The request =
Collect every line of the records below that contains the word "gripping", copying each one in full and counting only matches with the same uppercase and lowercase letters.

Dataset content =
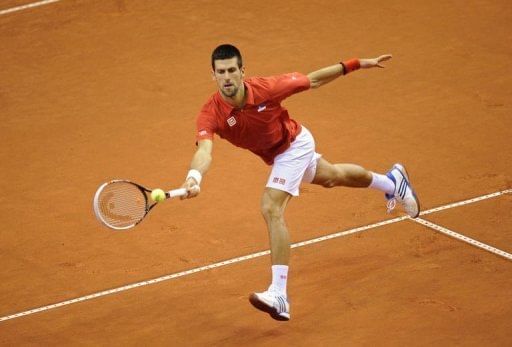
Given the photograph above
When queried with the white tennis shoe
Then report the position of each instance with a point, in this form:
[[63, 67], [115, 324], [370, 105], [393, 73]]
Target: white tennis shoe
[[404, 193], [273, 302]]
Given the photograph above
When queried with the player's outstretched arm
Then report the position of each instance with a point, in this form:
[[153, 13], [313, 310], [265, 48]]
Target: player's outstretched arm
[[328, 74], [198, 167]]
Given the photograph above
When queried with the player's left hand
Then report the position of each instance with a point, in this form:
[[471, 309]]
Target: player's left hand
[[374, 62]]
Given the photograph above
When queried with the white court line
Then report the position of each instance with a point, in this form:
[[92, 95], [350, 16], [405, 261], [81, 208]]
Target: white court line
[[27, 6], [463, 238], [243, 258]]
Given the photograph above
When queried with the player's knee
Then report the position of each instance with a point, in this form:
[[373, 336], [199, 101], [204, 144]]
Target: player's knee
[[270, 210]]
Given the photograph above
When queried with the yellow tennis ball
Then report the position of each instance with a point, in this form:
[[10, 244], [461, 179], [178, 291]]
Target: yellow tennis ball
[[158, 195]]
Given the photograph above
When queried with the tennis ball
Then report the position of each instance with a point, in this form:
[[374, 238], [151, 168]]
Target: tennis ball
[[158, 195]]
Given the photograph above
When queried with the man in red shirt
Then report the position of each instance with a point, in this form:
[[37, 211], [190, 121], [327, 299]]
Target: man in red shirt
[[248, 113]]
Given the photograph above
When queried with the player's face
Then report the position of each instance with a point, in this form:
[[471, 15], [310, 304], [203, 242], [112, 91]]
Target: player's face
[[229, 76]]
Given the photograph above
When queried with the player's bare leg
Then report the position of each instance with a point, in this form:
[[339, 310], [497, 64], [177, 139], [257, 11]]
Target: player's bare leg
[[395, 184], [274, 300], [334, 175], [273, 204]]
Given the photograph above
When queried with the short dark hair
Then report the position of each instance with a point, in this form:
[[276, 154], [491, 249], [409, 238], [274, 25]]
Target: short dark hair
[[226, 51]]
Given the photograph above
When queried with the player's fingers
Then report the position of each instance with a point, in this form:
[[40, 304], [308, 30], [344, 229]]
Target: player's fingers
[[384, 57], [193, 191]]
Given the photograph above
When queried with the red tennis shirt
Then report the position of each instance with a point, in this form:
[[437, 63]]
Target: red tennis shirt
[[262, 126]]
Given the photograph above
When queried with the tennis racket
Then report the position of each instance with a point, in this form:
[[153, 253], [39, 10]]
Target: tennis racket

==

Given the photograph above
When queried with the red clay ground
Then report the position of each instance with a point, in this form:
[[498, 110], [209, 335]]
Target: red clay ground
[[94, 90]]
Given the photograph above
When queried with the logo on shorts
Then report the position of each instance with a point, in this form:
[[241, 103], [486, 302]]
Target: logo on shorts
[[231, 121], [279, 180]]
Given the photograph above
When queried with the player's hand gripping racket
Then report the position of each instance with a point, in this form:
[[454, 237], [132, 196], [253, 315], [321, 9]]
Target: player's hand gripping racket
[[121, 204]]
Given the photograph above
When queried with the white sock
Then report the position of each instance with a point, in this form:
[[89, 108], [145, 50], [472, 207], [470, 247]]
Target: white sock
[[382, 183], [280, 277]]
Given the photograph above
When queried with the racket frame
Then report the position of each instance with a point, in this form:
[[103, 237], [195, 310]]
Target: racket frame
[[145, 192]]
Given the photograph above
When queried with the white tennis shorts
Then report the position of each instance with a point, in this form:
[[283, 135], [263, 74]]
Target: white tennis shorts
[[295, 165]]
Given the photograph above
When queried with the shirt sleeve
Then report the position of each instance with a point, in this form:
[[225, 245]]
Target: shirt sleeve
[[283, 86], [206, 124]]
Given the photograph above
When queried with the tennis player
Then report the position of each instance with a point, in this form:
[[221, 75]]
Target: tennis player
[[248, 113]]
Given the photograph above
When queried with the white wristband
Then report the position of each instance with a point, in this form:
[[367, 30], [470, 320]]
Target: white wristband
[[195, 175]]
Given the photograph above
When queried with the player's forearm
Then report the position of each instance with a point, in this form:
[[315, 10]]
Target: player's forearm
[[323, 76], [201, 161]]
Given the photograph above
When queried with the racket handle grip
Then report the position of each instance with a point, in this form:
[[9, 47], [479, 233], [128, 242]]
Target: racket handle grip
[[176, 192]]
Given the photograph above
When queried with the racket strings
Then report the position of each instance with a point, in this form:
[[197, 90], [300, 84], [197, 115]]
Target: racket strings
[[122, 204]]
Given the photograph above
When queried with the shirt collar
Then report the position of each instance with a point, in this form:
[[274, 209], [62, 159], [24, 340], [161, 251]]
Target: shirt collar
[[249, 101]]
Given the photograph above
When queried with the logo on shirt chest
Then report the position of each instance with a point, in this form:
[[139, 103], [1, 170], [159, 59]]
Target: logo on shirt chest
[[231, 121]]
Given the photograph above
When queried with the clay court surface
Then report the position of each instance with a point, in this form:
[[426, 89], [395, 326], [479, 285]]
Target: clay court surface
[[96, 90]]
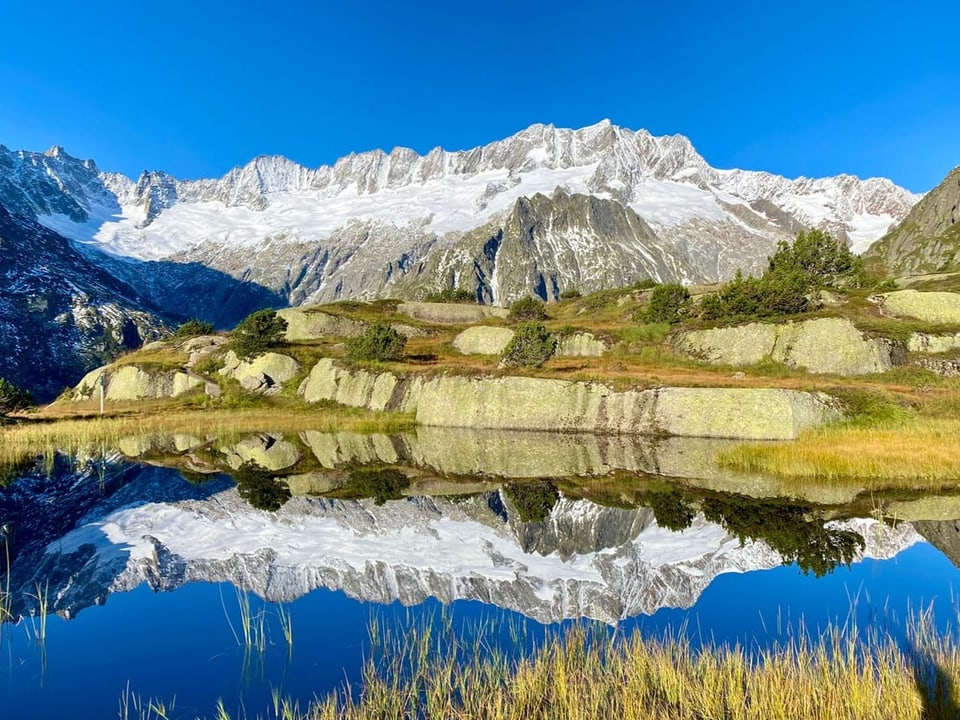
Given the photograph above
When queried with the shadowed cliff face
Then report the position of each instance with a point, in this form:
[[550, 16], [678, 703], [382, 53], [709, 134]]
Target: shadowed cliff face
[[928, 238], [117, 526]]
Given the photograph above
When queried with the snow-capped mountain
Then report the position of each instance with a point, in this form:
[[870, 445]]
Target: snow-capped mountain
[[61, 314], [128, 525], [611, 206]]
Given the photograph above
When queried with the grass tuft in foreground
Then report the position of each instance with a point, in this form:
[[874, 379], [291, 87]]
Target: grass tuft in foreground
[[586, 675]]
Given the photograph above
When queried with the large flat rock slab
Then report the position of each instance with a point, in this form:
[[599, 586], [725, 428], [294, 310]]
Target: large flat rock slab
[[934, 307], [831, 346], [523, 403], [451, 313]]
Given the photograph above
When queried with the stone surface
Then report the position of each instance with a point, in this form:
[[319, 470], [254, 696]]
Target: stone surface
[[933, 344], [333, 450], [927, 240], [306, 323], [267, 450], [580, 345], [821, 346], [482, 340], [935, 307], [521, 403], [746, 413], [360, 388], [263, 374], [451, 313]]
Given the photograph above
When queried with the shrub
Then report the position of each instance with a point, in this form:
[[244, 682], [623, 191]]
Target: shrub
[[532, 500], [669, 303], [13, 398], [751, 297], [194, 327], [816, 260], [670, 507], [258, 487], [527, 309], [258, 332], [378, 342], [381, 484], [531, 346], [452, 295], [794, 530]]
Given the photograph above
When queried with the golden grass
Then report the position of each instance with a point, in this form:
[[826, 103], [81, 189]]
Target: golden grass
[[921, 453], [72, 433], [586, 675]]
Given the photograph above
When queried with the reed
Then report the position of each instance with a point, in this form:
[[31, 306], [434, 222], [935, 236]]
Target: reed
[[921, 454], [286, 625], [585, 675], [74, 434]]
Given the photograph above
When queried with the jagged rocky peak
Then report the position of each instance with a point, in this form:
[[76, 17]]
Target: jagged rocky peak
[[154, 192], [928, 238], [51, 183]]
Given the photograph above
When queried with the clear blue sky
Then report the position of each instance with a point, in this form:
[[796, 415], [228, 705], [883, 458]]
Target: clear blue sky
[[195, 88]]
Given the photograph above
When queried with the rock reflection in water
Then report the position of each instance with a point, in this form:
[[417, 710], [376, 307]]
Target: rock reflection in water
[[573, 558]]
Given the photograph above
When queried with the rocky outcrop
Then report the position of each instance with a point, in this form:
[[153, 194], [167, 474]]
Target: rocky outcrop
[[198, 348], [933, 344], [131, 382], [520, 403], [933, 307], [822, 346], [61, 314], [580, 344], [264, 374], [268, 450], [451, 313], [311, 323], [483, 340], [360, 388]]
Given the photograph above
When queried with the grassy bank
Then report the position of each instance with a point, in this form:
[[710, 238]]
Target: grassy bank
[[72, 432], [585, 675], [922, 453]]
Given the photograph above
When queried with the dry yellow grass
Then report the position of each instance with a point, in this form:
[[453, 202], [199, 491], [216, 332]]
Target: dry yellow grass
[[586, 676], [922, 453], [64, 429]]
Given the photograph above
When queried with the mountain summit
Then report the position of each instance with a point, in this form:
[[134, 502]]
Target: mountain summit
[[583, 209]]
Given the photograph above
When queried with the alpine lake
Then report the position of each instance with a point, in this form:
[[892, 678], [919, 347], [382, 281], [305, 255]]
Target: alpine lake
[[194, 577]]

Written response =
When queried with the player's hand gripping racket
Target: player's hand gripping racket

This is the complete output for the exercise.